Saanich will review its bylaws governing what can be sold from a residential yard, but that still leaves Katherine Little stuck with having to close her jam stand by midnight Saturday.

“We are extremely disappointed,” Little said Tuesday, adding that she had hoped that Saanich councillors would have allowed her some sort of a temporary operating permit for her jam stand.

“We weren’t doing it just for us. School is going to be out pretty soon and lemonade stands are going to be everywhere [as will] take-a-book leave-a-book. And people will be selling fruit because it’s fruit season.

“We just happened to be the face of it,” Little said.

Acting Mayor Colin Plant said council really didn’t have any viable option that would have allowed Little to continue to operate.

“There was nothing that could have been done last night short of direction from council to not enforce the bylaw,” Plant said.

Council directed staff to report back on options and implications of bylaw changes that would permit produce and processed- food stands to operate on private property and immediately adjacent to boulevards both inside and outside the municipal urban containment boundary.

The review was prompted after Saanich bylaw officers ordered Little to remove her little blue-and-white stand, where she sold homemade jams and salsa from her 1283 Queensbury Ave. driveway, by midnight on June 22.

That sparked hundreds of letters in support of Little’s stand.

Coun. Judy Brownoff noted the issue is not a matter of simply allowing food stands to operate within the urban containment boundary. Different zones have different regulations, she said. Outside the urban containment boundary, in the Agricultural Land Reserve, people can sell produce from their gate, but only vegetables, not prepared foods.

“I think it’s broader than a lot of people may recognize. It’s in the zoning bylaw,” she said.

Coun. Nathalie Chambers had proposed staff develop guidelines that would permit food stands and vegetable stands to operate on private property inside the urban containment boundary — provided they are selling local food and food products grown on site.

But some other councillors said that was too prescriptive.

The new direction to staff is that they bring back options for council to consider, said Coun. Karen Harper. “I’m very sympathetic in this specific case but there are potentially many implications, whether they are legal, insurance or otherwise,” Harper said.

________________________________________

● Directions:
a - Copy, word for word, everything in the Saanich jam stand article from "Acting Mayor Colin" down to "of Little’s stand.".
b - According to the Saanich jam stand article, what were people in the Agricultural Land Reserve allowed to sell from their gate?
The lines that come next are not needed for this work.

● Raw data:
________________________________________

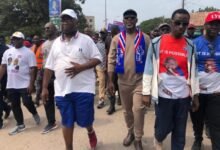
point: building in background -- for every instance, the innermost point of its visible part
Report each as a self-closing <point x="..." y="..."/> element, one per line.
<point x="90" y="22"/>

________________________________________

● Answers to the tasks:
a -
Acting Mayor Colin Plant said council really didn’t have any viable option that would have allowed Little to continue to operate.

“There was nothing that could have been done last night short of direction from council to not enforce the bylaw,” Plant said.

Council directed staff to report back on options and implications of bylaw changes that would permit produce and processed- food stands to operate on private property and immediately adjacent to boulevards both inside and outside the municipal urban containment boundary.

The review was prompted after Saanich bylaw officers ordered Little to remove her little blue-and-white stand, where she sold homemade jams and salsa from her 1283 Queensbury Ave. driveway, by midnight on June 22.

That sparked hundreds of letters in support of Little’s stand.

b - Only vegetables, not prepared foods.